▶

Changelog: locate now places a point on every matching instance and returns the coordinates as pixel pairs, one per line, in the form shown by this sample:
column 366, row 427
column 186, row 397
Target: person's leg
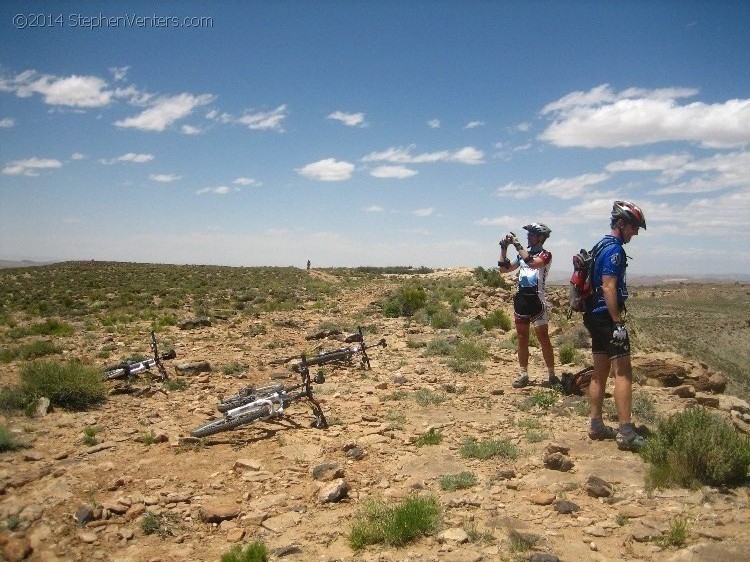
column 523, row 346
column 542, row 334
column 627, row 438
column 598, row 385
column 522, row 332
column 623, row 389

◀

Exercise:
Give back the material above exactly as written, but omit the images.

Output for this exercise:
Changelog: locate now places a point on every matching instance and returns the coordinates as pixel pairs, one per line, in the form shown by this sample:
column 366, row 427
column 186, row 397
Target: person's leg
column 523, row 346
column 542, row 334
column 627, row 438
column 598, row 385
column 522, row 332
column 623, row 389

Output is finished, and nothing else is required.